_Excerpt_.
START
Aspect-based Sentiment Analysis — Everything You Wanted to Know!

9 min readFeb 26, 2020

Have you wondered how text-based ‘opinionated’ user-generated content are on the surge? This trend of hot-button topics on anything from politics to climate change can be seen on almost everything. Be it online forums or social networking platforms, or the News networks on television; opinion polls on hot trending topics is the new fad.

All thanks to Sentiment Analysis (also known as opinion mining).

What is Sentiment Analysis — Application, Benefits, and Limitations

Sentiment Analysis is a computational study or technique to distinguish positive and negative opinions from textual data programmatically. Many cutting-edge technologies like Natural Language Processing (NLP), Machine Learning (ML), Text Processing, and Deep Learning (DL) are being used nowadays to automate sentiment analysis. It allows to score within a quantified range — the positive, negative or neutral sentiment from a piece of text, with less human effort.

Sentiment analysis may be applied in multiple areas such as customer feedback, movie or product reviews, and political comments. Large enterprises perform sentiment analysis to analyze public opinion, conduct market research, monitor brand, product reputation, and understand customer experiences.

Various products often provide integration of sentiment analysis APIs/ plugins for customer experience management, social media monitoring, or workforce analysis, in order to deliver useful insights to their customers.

Just Sentiment Analysis is not Enough…

While sentiment analysis can help identify the sentiment behind an opinion or statement, there might be several aspects that have triggered the identified sentiment. And, that is a real challenge for the computer program. For instance, when analyzing reviews, it is easier to comprehend positive reviews than negative ones. Also, it requires determining the intended ‘aspect’ of the review that has generated a negative opinion.

It is possible that the customer in a restaurant/ hotel has given a completely negative review just because of the rude behaviour of one of the staff members but liked the food quality. In such a case, the negative feedback for the staff of the hotel outweighs positive feedback related to food. This is where Aspect Based Sentiment Analysis saves the day.
END
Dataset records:
START
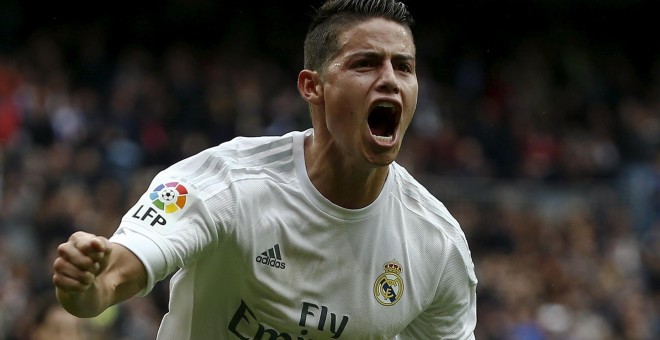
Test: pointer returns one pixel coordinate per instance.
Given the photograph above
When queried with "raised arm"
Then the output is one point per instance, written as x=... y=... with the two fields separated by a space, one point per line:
x=92 y=274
END
_Work to complete_.
1: Reproduce every line of the dataset records, including the requests, but scale the x and y pixel coordinates in the answers by 0.25 and round each to a whole number, with halves rounding up. Omit the pictures.
2: Continue the article on aspect-based sentiment analysis from its last sentence.
The article and the dataset records have no connection to each other.

_Results_.
1:
Test: pointer returns one pixel coordinate per instance.
Given the photograph above
When queried with "raised arm"
Then the output is one point per instance, written as x=... y=... with the two fields separated by a space, one point per line:
x=23 y=69

2:
Decoding Aspect Based Sentiment Analysis

Aspect Based Sentiment Analysis (ABSA) is a technique that takes into consideration the terms related to the aspects and identifies the sentiment associated with each aspect. ABSA model requires aspect categories and its corresponding aspect terms to extract sentiment for each aspect from the text corpus. One can create a domain-specific model for a specific implementation; however, general language models can also be used.

Typical ABSA requires labeled data containing aspect terms and aspect categories for each statement along with its sentiment score. However, it can be solved using the unsupervised approach without having labeled data and a list of aspect terms. For example, what was the overall experience of customers with the hotel staff, food variety, price, taste, and location?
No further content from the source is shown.